→ SELECTED TEXT
--- begin ---
2014 Leadership Essay Contest Honorable Mention
Made possible by the generous support of Dr. J. Phillip London and CACI International
As any Marine officer will tell you, there is no greater privilege or more awesome responsibility than leading Marines in combat. I certainly found that to be the case during my combat tours. After a seven-year span between active duty and returning to the Reserve, I find myself reflecting almost daily about the incredible things my Marines accomplished during our tours. Were we just lucky? How did we build a team that functioned so well amid chaos? How did we adjust to a host of missions, some of which we could not have foreseen? Why did the Marines follow the orders of my squad leaders, and why did they follow me into such an extreme environment of death and destruction?
These are some of the questions I contemplated during the year in which I fought to get back into the Corps. I thought about all the qualities of the effective leaders under whom I had served in combat, and the traits that had made them so effective. As I sought the reasons for which it was easy to absorb these commanders’ intent and make it my own, I returned to a common theme, an attribute they all shared: unselfishness. These leaders would never ask me to do anything that they would not have been willing to do themselves. But it was more than that; their unselfish behavior permeated everything they did. This is what made them so effective and made me want to follow them.
--- end ---
→ RECORD LIST
--- begin ---
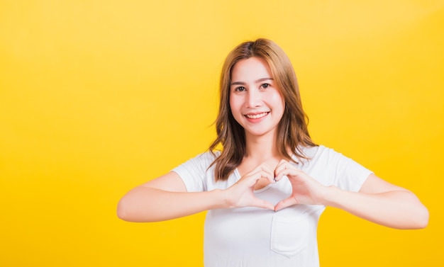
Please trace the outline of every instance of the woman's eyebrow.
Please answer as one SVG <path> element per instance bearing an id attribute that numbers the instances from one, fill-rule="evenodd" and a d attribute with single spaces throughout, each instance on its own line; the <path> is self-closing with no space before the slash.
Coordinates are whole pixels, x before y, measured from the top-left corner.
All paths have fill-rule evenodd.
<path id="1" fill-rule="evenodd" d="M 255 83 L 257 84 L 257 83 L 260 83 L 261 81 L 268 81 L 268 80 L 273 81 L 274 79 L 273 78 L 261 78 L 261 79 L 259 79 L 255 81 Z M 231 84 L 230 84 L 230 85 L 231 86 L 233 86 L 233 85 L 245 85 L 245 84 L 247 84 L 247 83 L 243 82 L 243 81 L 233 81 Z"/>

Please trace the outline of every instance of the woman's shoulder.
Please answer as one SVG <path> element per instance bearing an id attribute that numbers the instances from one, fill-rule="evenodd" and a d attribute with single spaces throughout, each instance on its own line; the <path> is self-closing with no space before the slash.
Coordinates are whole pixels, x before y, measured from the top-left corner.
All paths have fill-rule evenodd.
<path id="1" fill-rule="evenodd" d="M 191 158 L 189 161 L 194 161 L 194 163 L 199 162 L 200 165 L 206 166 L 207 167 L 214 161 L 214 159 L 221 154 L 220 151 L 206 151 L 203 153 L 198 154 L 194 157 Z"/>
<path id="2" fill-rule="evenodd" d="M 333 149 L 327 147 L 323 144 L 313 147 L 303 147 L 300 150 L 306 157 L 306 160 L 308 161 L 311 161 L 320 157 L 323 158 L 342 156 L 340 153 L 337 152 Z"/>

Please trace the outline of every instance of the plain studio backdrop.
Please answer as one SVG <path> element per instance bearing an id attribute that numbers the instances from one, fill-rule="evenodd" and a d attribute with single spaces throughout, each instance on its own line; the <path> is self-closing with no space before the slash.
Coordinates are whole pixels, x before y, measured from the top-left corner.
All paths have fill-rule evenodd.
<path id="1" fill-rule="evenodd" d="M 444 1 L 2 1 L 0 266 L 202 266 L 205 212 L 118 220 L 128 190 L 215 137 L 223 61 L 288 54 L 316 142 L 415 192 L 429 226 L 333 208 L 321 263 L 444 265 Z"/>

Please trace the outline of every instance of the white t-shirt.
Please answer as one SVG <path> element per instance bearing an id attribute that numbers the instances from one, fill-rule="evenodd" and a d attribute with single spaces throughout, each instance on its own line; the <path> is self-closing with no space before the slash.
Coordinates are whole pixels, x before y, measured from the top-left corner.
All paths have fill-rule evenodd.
--- end ---
→ WHAT THIS TASK INVOLVES
Reproduce the leadership essay above in full, word for word.

→ TASK ANSWER
2014 Leadership Essay Contest Honorable Mention
Made possible by the generous support of Dr. J. Phillip London and CACI International
As any Marine officer will tell you, there is no greater privilege or more awesome responsibility than leading Marines in combat. I certainly found that to be the case during my combat tours. After a seven-year span between active duty and returning to the Reserve, I find myself reflecting almost daily about the incredible things my Marines accomplished during our tours. Were we just lucky? How did we build a team that functioned so well amid chaos? How did we adjust to a host of missions, some of which we could not have foreseen? Why did the Marines follow the orders of my squad leaders, and why did they follow me into such an extreme environment of death and destruction?
These are some of the questions I contemplated during the year in which I fought to get back into the Corps. I thought about all the qualities of the effective leaders under whom I had served in combat, and the traits that had made them so effective. As I sought the reasons for which it was easy to absorb these commanders’ intent and make it my own, I returned to a common theme, an attribute they all shared: unselfishness. These leaders would never ask me to do anything that they would not have been willing to do themselves. But it was more than that; their unselfish behavior permeated everything they did. This is what made them so effective and made me want to follow them.